▶ Exercise goal
Rewrite the lines of the listing, from the line containing "tag: <item>green icing swirl</item>" through the final line, inclusive, as a Markdown table. Use a "Row" column for a row number and a "Line" column for the line itself, leaving out blank lines.

Records from a collection
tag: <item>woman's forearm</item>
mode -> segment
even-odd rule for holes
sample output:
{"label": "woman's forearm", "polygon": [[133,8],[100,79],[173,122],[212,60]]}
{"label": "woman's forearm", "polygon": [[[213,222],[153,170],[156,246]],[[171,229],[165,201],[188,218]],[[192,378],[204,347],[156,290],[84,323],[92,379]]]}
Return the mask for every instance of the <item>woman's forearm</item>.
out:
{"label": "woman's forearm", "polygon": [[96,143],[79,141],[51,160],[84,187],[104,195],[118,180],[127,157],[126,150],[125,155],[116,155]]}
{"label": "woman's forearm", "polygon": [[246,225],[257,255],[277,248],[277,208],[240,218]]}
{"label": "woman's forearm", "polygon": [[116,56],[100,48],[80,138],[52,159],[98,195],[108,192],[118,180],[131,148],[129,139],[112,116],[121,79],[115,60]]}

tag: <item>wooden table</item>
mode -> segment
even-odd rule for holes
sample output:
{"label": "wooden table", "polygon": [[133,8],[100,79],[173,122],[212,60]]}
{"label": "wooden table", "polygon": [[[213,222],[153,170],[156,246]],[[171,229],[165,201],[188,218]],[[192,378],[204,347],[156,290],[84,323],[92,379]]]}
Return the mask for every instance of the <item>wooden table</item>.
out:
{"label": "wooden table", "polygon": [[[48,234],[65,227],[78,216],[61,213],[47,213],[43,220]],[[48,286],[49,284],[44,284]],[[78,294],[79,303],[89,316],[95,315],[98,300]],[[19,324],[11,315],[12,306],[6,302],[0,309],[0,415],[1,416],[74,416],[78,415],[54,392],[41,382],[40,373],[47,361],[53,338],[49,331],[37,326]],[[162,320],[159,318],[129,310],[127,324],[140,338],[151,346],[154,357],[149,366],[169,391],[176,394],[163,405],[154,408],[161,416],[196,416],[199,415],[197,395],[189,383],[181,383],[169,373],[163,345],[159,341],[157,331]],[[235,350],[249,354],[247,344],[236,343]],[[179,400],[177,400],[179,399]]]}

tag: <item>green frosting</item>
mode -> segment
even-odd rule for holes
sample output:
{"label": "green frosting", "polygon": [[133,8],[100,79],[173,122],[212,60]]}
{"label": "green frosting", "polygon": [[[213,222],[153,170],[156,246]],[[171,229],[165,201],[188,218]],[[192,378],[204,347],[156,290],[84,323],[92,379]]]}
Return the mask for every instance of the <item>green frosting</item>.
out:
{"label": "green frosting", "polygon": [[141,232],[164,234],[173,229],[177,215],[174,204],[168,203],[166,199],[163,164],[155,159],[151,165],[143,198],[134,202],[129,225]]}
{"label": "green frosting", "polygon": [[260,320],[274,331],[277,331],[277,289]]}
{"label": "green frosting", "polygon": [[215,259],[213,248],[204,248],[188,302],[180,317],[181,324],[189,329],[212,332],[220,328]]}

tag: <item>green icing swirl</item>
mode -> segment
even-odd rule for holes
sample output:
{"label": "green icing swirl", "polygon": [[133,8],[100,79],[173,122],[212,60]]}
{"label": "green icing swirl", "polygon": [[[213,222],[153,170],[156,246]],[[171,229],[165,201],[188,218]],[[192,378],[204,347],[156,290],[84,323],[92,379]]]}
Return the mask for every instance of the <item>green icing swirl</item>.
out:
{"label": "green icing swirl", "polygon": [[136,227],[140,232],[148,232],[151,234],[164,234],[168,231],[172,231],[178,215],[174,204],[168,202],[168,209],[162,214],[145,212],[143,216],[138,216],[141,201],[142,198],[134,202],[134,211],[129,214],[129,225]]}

▶ Answer to this task
| Row | Line |
|---|---|
| 1 | tag: <item>green icing swirl</item> |
| 2 | mode -> segment |
| 3 | even-odd rule for holes |
| 4 | sample output: |
| 5 | {"label": "green icing swirl", "polygon": [[133,8],[100,79],[173,122],[212,60]]} |
| 6 | {"label": "green icing swirl", "polygon": [[[213,222],[153,170],[156,246]],[[171,229],[165,201],[188,218]],[[192,378],[204,347],[156,290],[84,323],[92,379]]]} |
| 7 | Return the mask for every instance of the <item>green icing swirl</item>. |
| 8 | out: |
| 9 | {"label": "green icing swirl", "polygon": [[136,227],[140,232],[148,232],[151,234],[164,234],[168,231],[172,231],[178,215],[174,204],[168,202],[168,209],[162,214],[145,212],[143,216],[138,216],[141,201],[142,198],[134,202],[134,211],[129,214],[129,225]]} |